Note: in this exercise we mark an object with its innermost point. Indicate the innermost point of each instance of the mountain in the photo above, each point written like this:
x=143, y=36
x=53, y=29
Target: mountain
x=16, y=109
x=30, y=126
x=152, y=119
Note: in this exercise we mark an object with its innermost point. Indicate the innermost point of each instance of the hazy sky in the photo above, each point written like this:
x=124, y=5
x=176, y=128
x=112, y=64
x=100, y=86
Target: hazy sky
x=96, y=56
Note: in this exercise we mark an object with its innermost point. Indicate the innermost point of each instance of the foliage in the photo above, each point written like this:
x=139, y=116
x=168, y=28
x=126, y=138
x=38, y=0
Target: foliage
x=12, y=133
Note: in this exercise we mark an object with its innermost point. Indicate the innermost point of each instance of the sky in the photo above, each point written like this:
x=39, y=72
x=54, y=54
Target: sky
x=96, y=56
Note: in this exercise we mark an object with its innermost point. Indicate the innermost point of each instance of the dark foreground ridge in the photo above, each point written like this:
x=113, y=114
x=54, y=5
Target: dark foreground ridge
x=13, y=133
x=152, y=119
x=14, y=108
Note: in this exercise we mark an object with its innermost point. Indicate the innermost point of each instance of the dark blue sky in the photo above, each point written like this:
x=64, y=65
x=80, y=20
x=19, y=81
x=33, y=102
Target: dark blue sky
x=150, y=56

### Request
Reproduce all of the material above, switching "innermost point" to "center point" at each occurrence and leaving every other word unchanged.

### Correct result
Note: in this exercise we mark an object with its center point. Indicate the center point of each instance of the mountain in the photo above, each point written like this:
x=143, y=36
x=53, y=29
Target: mountain
x=16, y=109
x=30, y=126
x=152, y=119
Note: in this exercise we mark an object with its center point. Indicate the center point of each instance of the hazy sky in the photo above, each point written like this:
x=124, y=5
x=176, y=128
x=112, y=64
x=100, y=86
Target: hazy sky
x=96, y=56
Note: in this exercise we mark an object with its center point. Indicate the center point of each instance of the foliage in the photo above, each point written like this:
x=139, y=116
x=168, y=28
x=126, y=138
x=38, y=0
Target: foliage
x=12, y=133
Note: in this exercise we mark an object with its center point. Indicate the center point of each instance of the sky in the photo above, each point written like this:
x=39, y=72
x=54, y=54
Target: sky
x=96, y=56
Note: in this exercise we mark an object with its center point. Indicate the center point of each instance of the dark foreground ridge in the photo above, each point written like this:
x=113, y=114
x=54, y=5
Target: dark foreground ridge
x=13, y=133
x=152, y=119
x=14, y=108
Note: in this exercise we mark an object with its center point. Indicate the center point of each instance of the dark blue sky in the photo above, each point written like this:
x=64, y=65
x=80, y=20
x=19, y=81
x=33, y=102
Target: dark blue sky
x=150, y=56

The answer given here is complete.